* _YOUR GOAL_
Locate the line that contains "positive clicks: (1079, 428)" in the entries below, then repeat it and every following line through the line that contains "negative clicks: (1400, 689) (1381, 774)", exactly, and no others.

* _RECORDED DATA_
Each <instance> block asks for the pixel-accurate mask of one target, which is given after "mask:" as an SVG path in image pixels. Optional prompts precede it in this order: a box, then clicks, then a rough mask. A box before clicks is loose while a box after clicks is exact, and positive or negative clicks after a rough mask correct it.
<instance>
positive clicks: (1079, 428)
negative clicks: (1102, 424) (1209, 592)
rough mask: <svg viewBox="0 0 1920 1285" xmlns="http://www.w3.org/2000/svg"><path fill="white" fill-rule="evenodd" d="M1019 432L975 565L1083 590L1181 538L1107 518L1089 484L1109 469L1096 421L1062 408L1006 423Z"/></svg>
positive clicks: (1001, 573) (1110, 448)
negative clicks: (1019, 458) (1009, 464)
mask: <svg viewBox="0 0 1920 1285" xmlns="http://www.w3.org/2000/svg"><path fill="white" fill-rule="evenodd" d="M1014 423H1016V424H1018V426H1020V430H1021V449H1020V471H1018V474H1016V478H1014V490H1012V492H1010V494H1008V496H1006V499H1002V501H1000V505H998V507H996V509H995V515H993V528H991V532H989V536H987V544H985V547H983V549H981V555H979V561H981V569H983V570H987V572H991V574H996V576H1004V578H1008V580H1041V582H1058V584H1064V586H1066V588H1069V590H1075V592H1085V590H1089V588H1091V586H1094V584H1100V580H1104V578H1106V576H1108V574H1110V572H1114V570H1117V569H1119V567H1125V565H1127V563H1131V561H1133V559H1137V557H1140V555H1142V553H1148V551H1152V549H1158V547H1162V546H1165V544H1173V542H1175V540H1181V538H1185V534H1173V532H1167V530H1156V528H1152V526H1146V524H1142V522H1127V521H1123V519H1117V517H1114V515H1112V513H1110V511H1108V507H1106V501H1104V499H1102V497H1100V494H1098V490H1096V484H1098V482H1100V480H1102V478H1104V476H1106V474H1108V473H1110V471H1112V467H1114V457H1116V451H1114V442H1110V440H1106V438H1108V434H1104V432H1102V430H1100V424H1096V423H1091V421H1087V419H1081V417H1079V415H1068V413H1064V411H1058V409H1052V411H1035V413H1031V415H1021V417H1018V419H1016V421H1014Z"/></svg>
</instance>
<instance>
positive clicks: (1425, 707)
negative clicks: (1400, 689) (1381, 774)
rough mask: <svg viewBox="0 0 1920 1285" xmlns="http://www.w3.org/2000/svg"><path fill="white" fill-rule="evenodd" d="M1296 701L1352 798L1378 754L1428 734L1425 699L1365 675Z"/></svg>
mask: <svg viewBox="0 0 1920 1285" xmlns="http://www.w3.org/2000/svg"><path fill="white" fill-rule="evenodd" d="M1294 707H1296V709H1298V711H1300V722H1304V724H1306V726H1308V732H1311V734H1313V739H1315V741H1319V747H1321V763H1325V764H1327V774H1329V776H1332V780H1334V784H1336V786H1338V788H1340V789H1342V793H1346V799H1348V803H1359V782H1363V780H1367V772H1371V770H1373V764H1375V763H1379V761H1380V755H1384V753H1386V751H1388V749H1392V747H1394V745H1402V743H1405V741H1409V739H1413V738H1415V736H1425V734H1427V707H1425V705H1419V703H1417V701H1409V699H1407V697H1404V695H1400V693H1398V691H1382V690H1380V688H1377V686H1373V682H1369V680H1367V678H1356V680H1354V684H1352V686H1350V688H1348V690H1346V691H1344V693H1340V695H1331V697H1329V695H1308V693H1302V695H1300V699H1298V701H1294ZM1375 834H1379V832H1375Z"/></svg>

* _RESPONSE FOR THIS EXERCISE_
positive clicks: (1079, 428)
negative clicks: (1102, 424) (1209, 592)
rough mask: <svg viewBox="0 0 1920 1285" xmlns="http://www.w3.org/2000/svg"><path fill="white" fill-rule="evenodd" d="M1019 432L975 565L1083 590L1181 538L1107 518L1089 484L1109 469L1096 421L1062 408L1006 423Z"/></svg>
positive clicks: (1001, 573) (1110, 448)
negative clicks: (1019, 458) (1009, 464)
mask: <svg viewBox="0 0 1920 1285" xmlns="http://www.w3.org/2000/svg"><path fill="white" fill-rule="evenodd" d="M1014 423H1016V424H1018V426H1020V430H1021V449H1020V471H1018V474H1016V478H1014V490H1012V492H1010V494H1008V496H1006V499H1002V501H1000V505H998V507H996V509H995V515H993V528H991V532H989V536H987V544H985V547H983V549H981V555H979V561H981V569H983V570H987V572H991V574H996V576H1004V578H1008V580H1041V582H1058V584H1064V586H1066V588H1069V590H1075V592H1085V590H1089V588H1091V586H1094V584H1100V580H1104V578H1106V576H1108V574H1110V572H1114V570H1117V569H1119V567H1125V565H1127V563H1131V561H1133V559H1137V557H1140V555H1142V553H1148V551H1152V549H1158V547H1162V546H1165V544H1173V542H1175V540H1181V538H1185V534H1173V532H1167V530H1156V528H1152V526H1146V524H1142V522H1127V521H1123V519H1117V517H1114V515H1112V513H1110V511H1108V507H1106V501H1104V499H1102V497H1100V494H1098V490H1096V484H1098V482H1100V480H1102V478H1104V476H1106V474H1108V473H1110V471H1112V467H1114V457H1116V451H1114V442H1110V440H1106V438H1108V434H1104V432H1102V430H1100V424H1096V423H1091V421H1087V419H1081V417H1079V415H1068V413H1064V411H1058V409H1052V411H1035V413H1031V415H1021V417H1018V419H1016V421H1014Z"/></svg>
</instance>
<instance>
positive clicks: (1425, 707)
negative clicks: (1400, 689) (1381, 774)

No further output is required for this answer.